**Record excerpts:**
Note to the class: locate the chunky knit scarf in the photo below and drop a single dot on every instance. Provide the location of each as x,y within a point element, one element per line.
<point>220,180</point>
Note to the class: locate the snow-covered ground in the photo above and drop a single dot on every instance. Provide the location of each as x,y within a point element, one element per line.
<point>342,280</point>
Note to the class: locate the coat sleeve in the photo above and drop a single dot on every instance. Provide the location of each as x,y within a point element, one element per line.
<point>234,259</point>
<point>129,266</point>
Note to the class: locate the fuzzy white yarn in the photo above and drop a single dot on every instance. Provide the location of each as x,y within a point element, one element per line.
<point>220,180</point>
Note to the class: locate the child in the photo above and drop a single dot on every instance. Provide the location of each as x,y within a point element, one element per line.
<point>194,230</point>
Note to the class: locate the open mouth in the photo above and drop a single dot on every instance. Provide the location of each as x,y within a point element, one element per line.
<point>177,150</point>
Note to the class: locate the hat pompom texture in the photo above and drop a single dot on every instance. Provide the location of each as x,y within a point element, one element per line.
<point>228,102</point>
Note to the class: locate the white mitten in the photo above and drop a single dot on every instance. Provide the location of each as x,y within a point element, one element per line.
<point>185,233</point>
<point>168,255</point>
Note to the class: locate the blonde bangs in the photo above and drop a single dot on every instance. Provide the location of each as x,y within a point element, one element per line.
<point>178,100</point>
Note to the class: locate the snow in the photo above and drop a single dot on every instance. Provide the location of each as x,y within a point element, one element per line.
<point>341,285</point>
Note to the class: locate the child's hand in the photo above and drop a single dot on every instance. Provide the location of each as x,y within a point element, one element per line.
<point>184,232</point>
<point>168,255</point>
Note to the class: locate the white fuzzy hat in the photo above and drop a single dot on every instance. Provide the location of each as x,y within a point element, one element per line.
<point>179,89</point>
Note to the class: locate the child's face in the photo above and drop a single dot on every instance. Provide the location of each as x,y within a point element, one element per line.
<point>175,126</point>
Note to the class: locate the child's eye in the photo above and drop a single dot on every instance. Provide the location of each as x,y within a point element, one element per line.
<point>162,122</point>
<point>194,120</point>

**Task:** Each entry must appear again in the answer exactly as written.

**Answer area:**
Note to the class: locate the chunky knit scarf in the photo below and drop a single dot on every instance. Provide the location of each as x,y within a point element, one element per line.
<point>220,180</point>
Note to the class: locate the snow-covered ground in the photo above and drop a single dot on every instance. Provide the location of each as x,y within a point element, one element per line.
<point>342,280</point>
Note to the class: locate the coat sleeve in the photo above and drop a single dot on every instance. Provide the location of each as x,y within a point element, one element per line.
<point>234,259</point>
<point>129,266</point>
Note to the class: locate the fuzzy white yarn in the photo above and drop a single dot on every instance. Provide the location of each as x,y within a point element, one element per line.
<point>220,180</point>
Note to the class: locate the child in the photo above and drop a single dot on every instance. Provide the location of each as x,y within a point element, one element per line.
<point>194,230</point>
Note to the class: locate the open mouth in the photo above and drop a single dot on every instance. Provide the location of each as x,y within a point element, one element per line.
<point>177,150</point>
Note to the class: locate the hat pompom texture in the photo above and drop a single dot on every instance. Provide the location of each as x,y within a point element, one element per line.
<point>228,102</point>
Note to the class: locate the white mitten in the photo above and drop a single dot on every instance. Provide the location of each as x,y within a point element, one element per line.
<point>185,233</point>
<point>168,255</point>
Note to the class: locate the blonde bangs in the photo above and drop a single dot on every instance. Provide the location of each as x,y within a point element, one element per line.
<point>178,100</point>
Note to the class: locate the snow in the photo above and drop a single dot on every instance. Provide the location of each as x,y within a point element, one element per line.
<point>341,285</point>
Note to the class: locate the child's hand in the photo above and drop a single dot on every instance. Provide the location of each as x,y within a point element, one element per line.
<point>184,232</point>
<point>168,255</point>
Note to the class: locate the white fuzzy hat in the photo above and drop a single dot on every instance. Provide the location of each as x,y within a point element, one element per line.
<point>179,89</point>
Note to the class: locate the child's face in the photo above and drop a single dot on every instance. Provide the location of each as x,y within a point element, one element per line.
<point>175,126</point>
Note to the class: locate the child's eye in the photo above and drop a single dot on every instance. Provide the location of each as x,y within a point element, one element per line.
<point>162,122</point>
<point>194,120</point>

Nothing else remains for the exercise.